Requirements: Lay out every line of the rows below as a numbered list, leaving out any blank lines.

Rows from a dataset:
(begin)

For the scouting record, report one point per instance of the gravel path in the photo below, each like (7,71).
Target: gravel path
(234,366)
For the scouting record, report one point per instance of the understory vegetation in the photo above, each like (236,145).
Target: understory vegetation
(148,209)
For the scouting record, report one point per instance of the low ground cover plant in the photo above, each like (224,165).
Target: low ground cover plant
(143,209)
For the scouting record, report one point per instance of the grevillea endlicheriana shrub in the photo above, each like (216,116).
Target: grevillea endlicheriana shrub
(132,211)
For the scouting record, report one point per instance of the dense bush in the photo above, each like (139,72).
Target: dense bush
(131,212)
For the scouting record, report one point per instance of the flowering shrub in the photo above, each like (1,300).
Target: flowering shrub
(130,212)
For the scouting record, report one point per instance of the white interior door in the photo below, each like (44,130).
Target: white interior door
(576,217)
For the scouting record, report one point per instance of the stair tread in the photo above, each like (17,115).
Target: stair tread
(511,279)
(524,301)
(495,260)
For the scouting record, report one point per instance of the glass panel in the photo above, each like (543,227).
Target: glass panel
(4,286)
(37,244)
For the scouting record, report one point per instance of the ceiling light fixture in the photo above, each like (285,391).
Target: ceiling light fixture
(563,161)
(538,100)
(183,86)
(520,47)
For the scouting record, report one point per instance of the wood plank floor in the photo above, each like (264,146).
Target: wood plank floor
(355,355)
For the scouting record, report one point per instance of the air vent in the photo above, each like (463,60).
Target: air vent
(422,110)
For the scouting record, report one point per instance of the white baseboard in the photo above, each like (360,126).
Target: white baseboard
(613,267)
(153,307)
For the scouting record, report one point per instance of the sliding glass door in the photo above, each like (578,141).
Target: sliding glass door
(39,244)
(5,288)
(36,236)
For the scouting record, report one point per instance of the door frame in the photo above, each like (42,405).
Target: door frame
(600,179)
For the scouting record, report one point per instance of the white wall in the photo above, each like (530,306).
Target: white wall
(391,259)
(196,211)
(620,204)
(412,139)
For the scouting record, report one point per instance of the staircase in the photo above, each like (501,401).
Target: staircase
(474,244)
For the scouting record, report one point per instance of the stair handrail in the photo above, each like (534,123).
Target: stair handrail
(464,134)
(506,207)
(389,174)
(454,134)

(end)

Task answer:
1. For the scouting record, report one point per instance of the gravel path in the photo below, each like (7,71).
2. Target: gravel path
3. (234,366)
4. For the scouting record, report one point per instance of the understory vegetation in the photo above, each like (236,145).
5. Target: understory vegetation
6. (148,209)
7. For the scouting record, report one point per instance of the low ground cover plant in the photo above, each like (224,165).
8. Target: low ground cover plant
9. (143,209)
10. For the scouting record, report one point per instance of the grevillea endlicheriana shrub in the photo above, each like (216,116).
11. Target: grevillea endlicheriana shrub
12. (132,211)
13. For the scouting record, report one point per instance of the dense bush in the photo above, each like (139,72).
14. Target: dense bush
15. (131,212)
16. For the scouting record, report one point per instance of the flowering shrub in the photo above, each like (1,300).
17. Target: flowering shrub
18. (130,212)
19. For the scouting record, report one point per instance of the white interior door in the photo below, each like (44,130).
20. Target: white interior door
21. (576,217)
22. For the scouting record, report one point per instance of the stair tread in the photo above, each like (17,115).
23. Target: stair tread
24. (511,279)
25. (524,301)
26. (495,260)
27. For the scouting record, report one point per instance of the glass panel in the photo above, each like (543,227).
28. Target: glass panel
29. (4,286)
30. (37,244)
31. For the scouting record, report one point per instance of the ceiling light fixture in the photo above, each like (285,391).
32. Target: ceiling light fixture
33. (563,161)
34. (538,100)
35. (183,86)
36. (520,47)
37. For the scouting record, report one point per instance of the wood plank floor in the photo above, each like (264,146).
38. Target: wood plank floor
39. (355,355)
40. For the scouting record, report one point per instance of the air vent in the photo above, each like (463,60).
41. Target: air vent
42. (422,110)
43. For the scouting record, report one point per instance of the white baseboard in the photo above, each like (360,126).
44. Target: white baseboard
45. (613,267)
46. (153,307)
47. For the scouting record, report one point per instance of the sliding glass door in the photo above, each like (578,141).
48. Target: sliding glass door
49. (39,244)
50. (5,288)
51. (36,236)
52. For the scouting record, report one point per instance of the door frame in the photo above, each like (42,405).
53. Target: door frame
54. (600,179)
55. For the scouting record, report one point per instance of the white wall in the photo above, each like (530,306).
56. Target: white wall
57. (391,259)
58. (196,211)
59. (620,204)
60. (412,139)
61. For the scouting record, report one point per instance of the staircase in the photo above, each like (501,401).
62. Target: staircase
63. (474,244)
64. For the scouting record, report one point per instance of the stair handrail in the photo above, each like (534,123).
65. Target: stair handrail
66. (464,134)
67. (506,207)
68. (389,174)
69. (454,134)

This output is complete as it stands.